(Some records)
----------------

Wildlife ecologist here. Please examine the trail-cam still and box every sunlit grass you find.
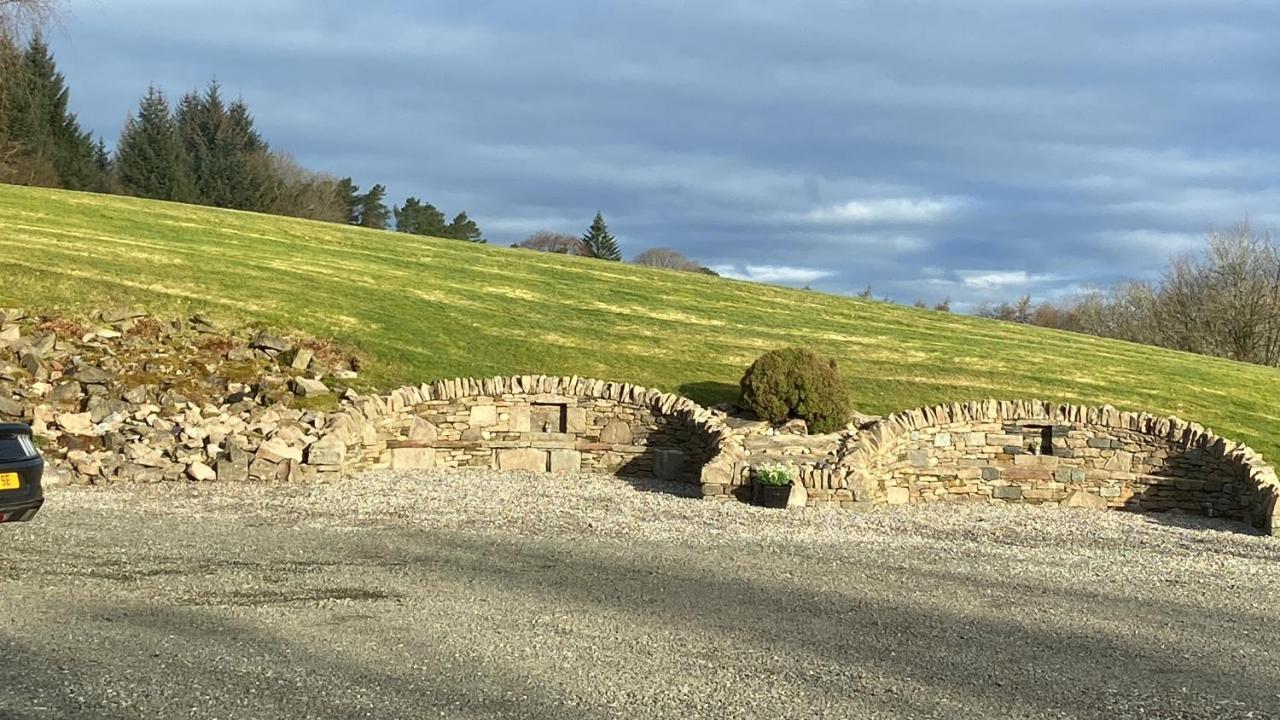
[0,186,1280,454]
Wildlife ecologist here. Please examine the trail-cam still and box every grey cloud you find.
[45,0,1280,304]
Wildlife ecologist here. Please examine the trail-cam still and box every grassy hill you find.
[0,186,1280,455]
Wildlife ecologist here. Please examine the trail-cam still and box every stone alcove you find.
[330,375,722,483]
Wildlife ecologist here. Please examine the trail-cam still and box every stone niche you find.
[824,401,1280,529]
[362,378,719,483]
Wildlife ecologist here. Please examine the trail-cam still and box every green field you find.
[0,186,1280,455]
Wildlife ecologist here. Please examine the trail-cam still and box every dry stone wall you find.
[320,375,730,483]
[824,401,1280,532]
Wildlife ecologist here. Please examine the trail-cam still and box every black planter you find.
[751,483,791,510]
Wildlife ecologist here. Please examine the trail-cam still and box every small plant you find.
[741,347,852,433]
[751,462,792,487]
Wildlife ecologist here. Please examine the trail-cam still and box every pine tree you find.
[394,197,445,237]
[177,81,270,210]
[360,184,390,231]
[582,213,622,261]
[0,35,100,190]
[337,178,361,225]
[115,86,192,201]
[444,213,486,243]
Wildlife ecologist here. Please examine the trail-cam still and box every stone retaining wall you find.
[703,400,1280,534]
[840,401,1280,530]
[320,375,728,483]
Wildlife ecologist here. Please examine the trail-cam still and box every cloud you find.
[712,265,832,283]
[956,270,1064,290]
[808,197,969,225]
[42,0,1280,306]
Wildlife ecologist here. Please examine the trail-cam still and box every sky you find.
[50,0,1280,310]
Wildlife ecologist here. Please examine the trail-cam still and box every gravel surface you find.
[0,473,1280,720]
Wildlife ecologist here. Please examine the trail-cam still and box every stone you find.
[18,350,41,379]
[58,413,93,436]
[0,395,23,419]
[600,420,634,445]
[787,480,809,510]
[28,333,58,357]
[307,436,347,465]
[653,447,685,480]
[701,461,733,486]
[72,365,115,386]
[291,378,329,397]
[991,486,1023,500]
[507,405,532,433]
[778,418,809,436]
[187,462,218,483]
[248,331,293,352]
[248,457,288,480]
[564,407,586,434]
[407,418,439,447]
[253,438,302,462]
[1059,489,1107,510]
[549,450,582,473]
[1102,450,1133,473]
[392,447,436,470]
[216,457,248,483]
[494,450,549,473]
[124,442,165,468]
[467,405,498,428]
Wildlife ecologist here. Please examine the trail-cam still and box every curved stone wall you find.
[321,375,728,483]
[296,375,1280,534]
[840,401,1280,532]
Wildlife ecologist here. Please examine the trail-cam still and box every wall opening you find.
[529,402,568,433]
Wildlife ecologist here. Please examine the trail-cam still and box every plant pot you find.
[751,483,791,510]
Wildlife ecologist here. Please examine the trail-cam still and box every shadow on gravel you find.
[343,525,1280,719]
[0,530,1280,720]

----------------

#### [EXERCISE REQUIREMENTS]
Render the records above as a two-column CSV headed text,answer, one row per record, with each record's text and its answer each in a single quoted field and line breaks replaced by spaces. Leave the picture out.

#### [FINAL ANSWER]
text,answer
"Wildlife ecologist here. Please examine the trail-cam still and box every sunlit grass you find.","[0,186,1280,454]"
"Wildlife ecologist here. Please examine the trail-cam still and box every grey cloud you find.","[45,0,1280,304]"
"Wildlife ecologist here. Please examine the trail-cam still and box every grassy hill you find.","[0,186,1280,455]"
"Wildlife ecologist here. Please examine the trail-cam still and box every stone alcove you find.","[330,375,722,483]"
"Wildlife ecologist here. Please examine the trail-cam still and box every stone niche you find.","[824,401,1280,529] [362,378,719,483]"
"Wildlife ecologist here. Please examine the trail-cam still and box every green field you find.","[0,186,1280,455]"
"Wildlife ecologist here. Please examine the trail-cam still and box every dry stone wall you find.","[320,375,730,483] [824,401,1280,532]"
"Wildlife ecologist here. Please examine the trail-cam still and box every black planter you find.","[751,483,791,510]"
"Wildlife ecologist here. Please examine the trail-cam still and box every small plant you find.","[741,347,852,433] [751,462,792,487]"
"Wildlife ecologist here. Please examine the trail-cam still and box every pine tree you find.","[394,197,445,237] [177,81,270,210] [360,184,390,231] [582,213,622,261] [0,35,100,190] [337,178,361,225] [115,86,192,201] [444,213,486,243]"
"Wildlife ecologist here. Please examine the trail-cam still and box every stone retaining wall you find.","[703,400,1280,534] [840,401,1280,530] [320,375,728,483]"
"Wildlife ecologist here. Please examine the trail-cam still and box every cloud you find.","[712,265,832,283] [956,270,1064,290] [808,197,969,225] [42,0,1280,306]"
"Wildlife ecologist here. Please examine the trail-cam still and box every sky you find.","[50,0,1280,310]"
"Wildlife ecologist here. Please examine the trail-cam still and box every gravel surface you find.","[0,473,1280,720]"
"Wildlife ecologist here. Please examine the trail-cam still and box every stone you find.","[18,350,41,379] [58,413,93,436] [0,395,23,419] [600,420,634,445] [787,480,809,510] [28,333,58,357] [307,436,347,465] [653,447,685,480] [701,461,733,486] [72,365,115,386] [291,378,329,397] [991,486,1023,500] [507,405,532,433] [778,418,809,436] [187,462,218,483] [248,331,293,352] [248,457,288,480] [564,407,586,434] [407,418,439,447] [253,438,302,462] [1059,489,1107,510] [549,450,582,473] [1102,450,1133,473] [392,447,436,470] [216,457,248,483] [494,450,549,473] [124,442,165,468] [467,405,498,428]"
"Wildlife ecologist here. Please examine the trail-cam still and box every curved stone wall you find.","[321,375,728,483] [296,375,1280,534] [840,401,1280,532]"
"Wildlife ecologist here. Please examine the trail-cam still and box every wall opening you find.","[529,402,568,433]"
"Wildlife ecologist here. Please examine the trail-cam still and box every plant pot you find.","[751,483,791,510]"
"Wildlife ecologist here. Please examine the trail-cam still and box every shadow on gravel you find.","[343,525,1280,719] [0,530,1280,720]"